• [TASK TO CARRY OUT]: Reproduce verbatim only the lines from the one containing "Question. For every instance of the woven" through the last line below, both included.
** Start of PROVIDED MATERIAL **
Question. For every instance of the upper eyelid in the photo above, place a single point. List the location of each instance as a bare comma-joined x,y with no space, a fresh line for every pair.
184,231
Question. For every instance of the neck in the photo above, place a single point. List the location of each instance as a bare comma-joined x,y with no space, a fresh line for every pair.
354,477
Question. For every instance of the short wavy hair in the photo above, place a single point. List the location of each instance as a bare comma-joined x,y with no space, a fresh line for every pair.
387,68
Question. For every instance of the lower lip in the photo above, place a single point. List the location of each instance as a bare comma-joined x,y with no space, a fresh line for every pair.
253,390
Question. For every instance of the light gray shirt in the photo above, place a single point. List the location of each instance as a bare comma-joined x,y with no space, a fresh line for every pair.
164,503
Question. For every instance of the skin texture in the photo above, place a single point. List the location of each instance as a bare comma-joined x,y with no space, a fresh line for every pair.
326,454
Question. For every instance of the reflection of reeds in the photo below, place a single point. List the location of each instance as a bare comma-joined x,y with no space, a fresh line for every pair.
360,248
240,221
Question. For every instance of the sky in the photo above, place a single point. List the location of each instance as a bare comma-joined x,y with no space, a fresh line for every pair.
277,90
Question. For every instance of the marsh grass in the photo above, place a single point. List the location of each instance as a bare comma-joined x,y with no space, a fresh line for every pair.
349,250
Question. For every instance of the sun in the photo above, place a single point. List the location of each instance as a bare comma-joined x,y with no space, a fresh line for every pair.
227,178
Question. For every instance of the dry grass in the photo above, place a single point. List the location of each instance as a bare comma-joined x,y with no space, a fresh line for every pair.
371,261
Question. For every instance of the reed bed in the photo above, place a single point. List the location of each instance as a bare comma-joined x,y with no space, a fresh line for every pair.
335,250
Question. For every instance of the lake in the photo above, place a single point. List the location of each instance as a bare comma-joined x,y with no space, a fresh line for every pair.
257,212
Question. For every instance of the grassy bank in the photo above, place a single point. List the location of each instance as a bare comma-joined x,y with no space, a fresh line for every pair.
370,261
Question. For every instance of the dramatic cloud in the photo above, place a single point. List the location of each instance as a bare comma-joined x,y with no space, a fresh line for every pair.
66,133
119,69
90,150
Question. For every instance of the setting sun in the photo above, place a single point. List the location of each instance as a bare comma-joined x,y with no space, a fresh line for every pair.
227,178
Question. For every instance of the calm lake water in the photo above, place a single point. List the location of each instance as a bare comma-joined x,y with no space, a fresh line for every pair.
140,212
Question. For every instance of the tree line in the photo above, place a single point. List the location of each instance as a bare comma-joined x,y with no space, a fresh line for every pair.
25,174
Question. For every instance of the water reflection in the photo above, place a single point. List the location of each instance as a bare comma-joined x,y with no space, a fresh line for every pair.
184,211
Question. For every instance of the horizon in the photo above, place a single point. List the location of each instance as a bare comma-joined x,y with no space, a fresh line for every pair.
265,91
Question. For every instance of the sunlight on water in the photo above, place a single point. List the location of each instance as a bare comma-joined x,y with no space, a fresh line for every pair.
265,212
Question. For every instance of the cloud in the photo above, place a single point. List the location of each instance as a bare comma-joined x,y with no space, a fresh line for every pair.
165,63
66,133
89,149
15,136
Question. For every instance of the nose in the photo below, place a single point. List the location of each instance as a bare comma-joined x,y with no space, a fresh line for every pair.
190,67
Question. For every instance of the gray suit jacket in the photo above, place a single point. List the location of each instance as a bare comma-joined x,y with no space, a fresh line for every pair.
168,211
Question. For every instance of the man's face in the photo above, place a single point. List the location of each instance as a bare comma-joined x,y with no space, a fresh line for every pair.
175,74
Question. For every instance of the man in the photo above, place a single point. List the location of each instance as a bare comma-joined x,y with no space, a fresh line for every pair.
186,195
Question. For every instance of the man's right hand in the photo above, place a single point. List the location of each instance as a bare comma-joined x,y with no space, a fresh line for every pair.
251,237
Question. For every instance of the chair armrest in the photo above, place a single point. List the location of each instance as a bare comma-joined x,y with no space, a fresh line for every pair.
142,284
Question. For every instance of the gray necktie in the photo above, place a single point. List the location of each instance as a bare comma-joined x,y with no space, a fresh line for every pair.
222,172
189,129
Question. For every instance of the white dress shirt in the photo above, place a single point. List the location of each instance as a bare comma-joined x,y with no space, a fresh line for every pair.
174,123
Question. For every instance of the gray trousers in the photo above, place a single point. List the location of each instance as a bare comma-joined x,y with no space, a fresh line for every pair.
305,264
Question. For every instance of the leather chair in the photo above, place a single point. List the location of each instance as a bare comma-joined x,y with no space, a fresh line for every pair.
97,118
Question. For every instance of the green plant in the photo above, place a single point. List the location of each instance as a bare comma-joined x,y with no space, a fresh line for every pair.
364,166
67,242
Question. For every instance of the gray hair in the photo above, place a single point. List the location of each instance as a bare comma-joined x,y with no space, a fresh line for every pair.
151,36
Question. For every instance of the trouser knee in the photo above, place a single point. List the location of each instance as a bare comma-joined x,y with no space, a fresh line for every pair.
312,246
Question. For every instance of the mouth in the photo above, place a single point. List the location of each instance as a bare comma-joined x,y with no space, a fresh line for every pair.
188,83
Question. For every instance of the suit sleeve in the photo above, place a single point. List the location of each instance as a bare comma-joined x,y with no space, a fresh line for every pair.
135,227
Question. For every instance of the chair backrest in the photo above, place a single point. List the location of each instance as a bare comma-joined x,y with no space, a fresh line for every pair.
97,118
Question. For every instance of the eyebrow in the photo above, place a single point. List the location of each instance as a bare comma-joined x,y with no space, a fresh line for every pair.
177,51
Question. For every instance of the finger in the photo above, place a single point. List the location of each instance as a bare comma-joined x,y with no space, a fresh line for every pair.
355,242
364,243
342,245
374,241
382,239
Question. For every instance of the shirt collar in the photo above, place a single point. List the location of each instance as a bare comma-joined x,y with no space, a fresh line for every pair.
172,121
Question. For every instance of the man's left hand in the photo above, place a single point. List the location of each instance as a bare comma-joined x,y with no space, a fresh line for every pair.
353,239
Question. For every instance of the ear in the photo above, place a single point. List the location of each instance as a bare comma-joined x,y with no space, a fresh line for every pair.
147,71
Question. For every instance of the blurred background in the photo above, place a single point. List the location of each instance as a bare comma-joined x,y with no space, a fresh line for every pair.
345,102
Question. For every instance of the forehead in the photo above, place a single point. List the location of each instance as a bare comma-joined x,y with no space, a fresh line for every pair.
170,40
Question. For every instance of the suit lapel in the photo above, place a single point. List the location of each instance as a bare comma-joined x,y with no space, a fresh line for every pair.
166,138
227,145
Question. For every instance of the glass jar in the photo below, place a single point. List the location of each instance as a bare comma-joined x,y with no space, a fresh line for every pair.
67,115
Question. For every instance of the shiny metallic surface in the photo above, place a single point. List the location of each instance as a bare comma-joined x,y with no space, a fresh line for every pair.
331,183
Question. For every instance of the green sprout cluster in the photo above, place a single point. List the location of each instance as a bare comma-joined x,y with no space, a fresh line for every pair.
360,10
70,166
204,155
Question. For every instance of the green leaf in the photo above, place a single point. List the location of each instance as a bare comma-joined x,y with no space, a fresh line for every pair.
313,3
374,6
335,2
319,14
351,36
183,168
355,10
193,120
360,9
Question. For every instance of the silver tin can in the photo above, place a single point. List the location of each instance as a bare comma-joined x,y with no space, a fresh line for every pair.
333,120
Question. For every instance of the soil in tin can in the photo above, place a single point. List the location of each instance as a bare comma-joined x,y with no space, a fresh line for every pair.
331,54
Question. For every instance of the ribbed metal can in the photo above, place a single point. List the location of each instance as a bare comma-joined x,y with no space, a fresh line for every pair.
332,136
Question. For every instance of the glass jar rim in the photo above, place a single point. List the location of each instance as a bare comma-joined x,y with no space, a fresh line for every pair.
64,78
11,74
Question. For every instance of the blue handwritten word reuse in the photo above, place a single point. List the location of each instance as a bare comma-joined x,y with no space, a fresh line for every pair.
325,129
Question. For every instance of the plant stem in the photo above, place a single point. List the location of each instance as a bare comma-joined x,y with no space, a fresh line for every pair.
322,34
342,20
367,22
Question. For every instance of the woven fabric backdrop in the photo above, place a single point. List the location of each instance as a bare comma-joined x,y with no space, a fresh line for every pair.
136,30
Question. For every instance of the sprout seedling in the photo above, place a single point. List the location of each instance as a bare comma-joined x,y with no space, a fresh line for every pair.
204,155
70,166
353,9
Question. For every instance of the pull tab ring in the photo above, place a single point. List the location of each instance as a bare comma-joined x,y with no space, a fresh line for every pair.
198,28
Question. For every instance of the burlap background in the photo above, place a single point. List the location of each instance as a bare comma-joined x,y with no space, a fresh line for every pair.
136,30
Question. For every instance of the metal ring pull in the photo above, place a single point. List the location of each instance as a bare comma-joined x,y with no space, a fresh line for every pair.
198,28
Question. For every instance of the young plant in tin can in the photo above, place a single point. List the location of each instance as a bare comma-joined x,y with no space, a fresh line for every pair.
** End of PROVIDED MATERIAL **
• [EXERCISE SOLUTION]:
Question. For every instance of the woven fabric backdrop in the photo above, place a single point. List the location of each instance as a bare comma-joined x,y with no space, a fresh line for every pair.
136,30
Question. For every instance of the sprout seedling in the photo above, place a single point. List the location of each instance as a bare comma-joined x,y with no space, a fresh line for every pair.
204,155
70,166
353,9
Question. For every instance of the pull tab ring in the photo above, place a single point. List the location of each instance as a bare comma-joined x,y with no space, a fresh line for every pair.
198,28
Question. For every instance of the burlap background in the photo above, place a single point. List the location of each instance as a bare comma-joined x,y with no space, a fresh line for every pair.
136,30
Question. For every instance of the metal ring pull in the photo above, place a single point. List the location of each instance as a bare comma-joined x,y with no space, a fresh line for every pair.
198,28
Question. For every instance of the young plant in tin can in the photo above, place a single point. List the location of each instance as a bare comma-joined x,y with no space, a fresh line for every pair.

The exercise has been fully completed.